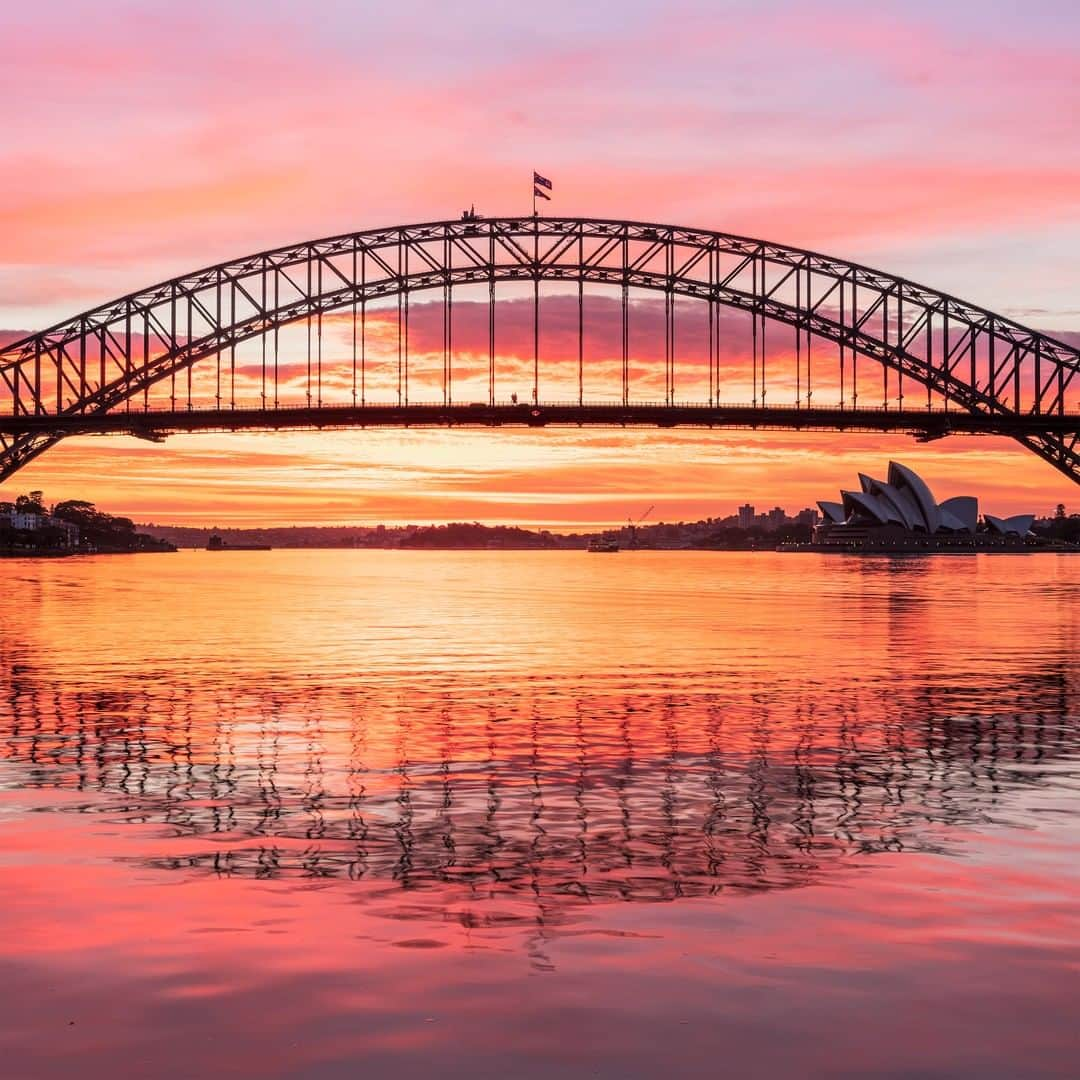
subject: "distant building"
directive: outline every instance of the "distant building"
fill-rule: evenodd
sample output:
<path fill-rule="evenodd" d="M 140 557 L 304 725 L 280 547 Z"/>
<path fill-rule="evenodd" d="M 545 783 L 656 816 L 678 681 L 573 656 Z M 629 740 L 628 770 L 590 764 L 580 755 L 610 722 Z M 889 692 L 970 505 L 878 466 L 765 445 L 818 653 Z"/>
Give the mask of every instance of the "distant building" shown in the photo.
<path fill-rule="evenodd" d="M 53 517 L 52 514 L 21 513 L 11 510 L 7 514 L 8 524 L 19 532 L 37 532 L 40 529 L 56 529 L 62 536 L 62 547 L 79 546 L 79 527 L 70 521 Z M 0 521 L 3 519 L 0 518 Z"/>
<path fill-rule="evenodd" d="M 809 525 L 812 529 L 817 525 L 820 518 L 821 515 L 813 507 L 808 506 L 805 510 L 800 510 L 795 515 L 795 524 Z"/>
<path fill-rule="evenodd" d="M 783 507 L 774 506 L 765 518 L 765 528 L 770 532 L 782 529 L 787 524 L 788 516 Z"/>
<path fill-rule="evenodd" d="M 739 528 L 750 529 L 756 524 L 756 516 L 754 514 L 754 508 L 747 503 L 745 506 L 739 507 Z"/>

----------

**TO DO**
Up to and including the last line of the material, reproduce every line exactly, beginning with the one that contains "140 557 L 304" and adding nothing else.

**RESPONSE TO THIS TASK**
<path fill-rule="evenodd" d="M 140 557 L 304 725 L 280 547 Z"/>
<path fill-rule="evenodd" d="M 545 783 L 656 816 L 678 681 L 573 656 Z M 629 740 L 628 770 L 590 764 L 580 755 L 610 722 Z M 889 692 L 970 505 L 878 466 L 765 445 L 818 653 Z"/>
Give the mask of every instance of the "distant building" shown in the photo.
<path fill-rule="evenodd" d="M 53 517 L 52 514 L 21 513 L 11 510 L 7 514 L 8 524 L 19 532 L 37 532 L 40 529 L 56 529 L 62 536 L 62 547 L 79 546 L 79 527 L 70 521 Z M 0 521 L 3 519 L 0 518 Z"/>
<path fill-rule="evenodd" d="M 809 525 L 812 529 L 817 525 L 820 518 L 821 515 L 813 507 L 808 506 L 805 510 L 800 510 L 795 515 L 795 524 Z"/>
<path fill-rule="evenodd" d="M 783 507 L 774 506 L 765 518 L 765 528 L 770 532 L 782 529 L 787 524 L 788 516 Z"/>
<path fill-rule="evenodd" d="M 739 528 L 750 529 L 756 524 L 756 516 L 754 514 L 754 508 L 747 503 L 745 506 L 739 507 Z"/>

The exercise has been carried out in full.